» Tarefa pedida 1: Segundo o trecho sobre a gruta de Maba, em que revista científica saiu o artigo com essa conclusão?
» Tarefa pedida 2: Conte quantas linhas dos registros contêm a palavra "rail". Responda só com o número.
╭─ Trecho do documento
Pelo visto, os sujeitos que viviam na gruta de Maba (sul da China) há uns 150 mil anos seguiam à risca o clichê do homem das cavernas de desenho animado: seu esporte predileto era usar uma clava (ou coisa parecida) para martelar a testa do próximo.
OK, há um tantinho de exagero na afirmação acima, mas o fato é que a caverna chinesa abriga o que pode ser o mais antigo registro de uma briga feia entre ancestrais do homem.
Trata-se de um crânio humano com um ferimento tão característico que só poderia ter sido provocado por outra pessoa, com intenções nada benevolentes.
A conclusão tragicômica está em artigo na revista científica “PNAS”, assinado por pesquisadores da China, da África do Sul e dos EUA.
Um deles é o paleoantropólogo americano Erik Trinkaus, da Universidade Washington em Saint Louis, uma das maiores autoridades do mundo em neandertais (primos um pouco mais arcaicos do homem).
Os habitantes de Maba, embora não fossem neandertais, certamente eram, tal como eles, membros primitivos do nosso gênero, o Homo – os seres humanos modernos ainda não tinham deixado a África quando a caverna estava sendo ocupada.
╰─
╭─ Registros fornecidos
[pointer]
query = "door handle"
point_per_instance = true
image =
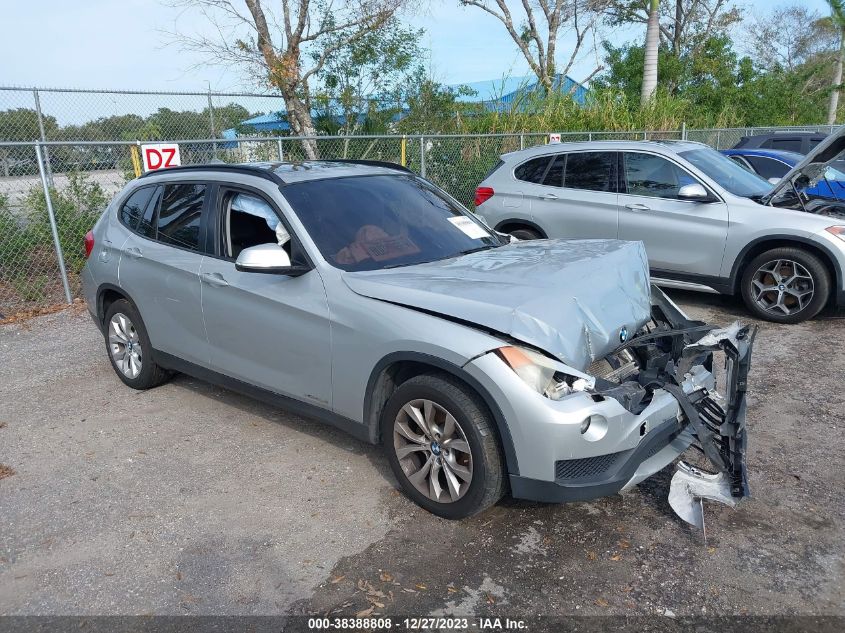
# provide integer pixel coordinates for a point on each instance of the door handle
(214, 279)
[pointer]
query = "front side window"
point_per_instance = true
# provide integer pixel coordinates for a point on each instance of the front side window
(533, 170)
(593, 171)
(376, 222)
(726, 173)
(180, 214)
(251, 221)
(654, 176)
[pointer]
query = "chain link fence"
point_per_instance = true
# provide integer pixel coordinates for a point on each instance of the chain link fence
(75, 150)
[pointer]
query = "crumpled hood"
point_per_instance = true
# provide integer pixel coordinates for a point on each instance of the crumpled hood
(810, 170)
(571, 298)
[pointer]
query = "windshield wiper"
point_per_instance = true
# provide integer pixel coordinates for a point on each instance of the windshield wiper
(477, 248)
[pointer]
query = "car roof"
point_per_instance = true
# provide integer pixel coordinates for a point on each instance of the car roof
(673, 146)
(288, 172)
(757, 139)
(793, 158)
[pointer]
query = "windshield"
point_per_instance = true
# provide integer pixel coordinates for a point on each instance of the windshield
(727, 173)
(376, 222)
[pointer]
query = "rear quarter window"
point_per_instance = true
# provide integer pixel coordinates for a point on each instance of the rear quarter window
(132, 211)
(533, 170)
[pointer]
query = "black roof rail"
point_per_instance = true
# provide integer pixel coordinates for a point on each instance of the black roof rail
(371, 163)
(251, 170)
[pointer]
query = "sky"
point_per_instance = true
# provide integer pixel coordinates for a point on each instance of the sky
(123, 44)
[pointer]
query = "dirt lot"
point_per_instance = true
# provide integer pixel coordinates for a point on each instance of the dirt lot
(190, 499)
╰─
» Resposta final 1: Na revista científica “PNAS”.

» Resposta final 2: 2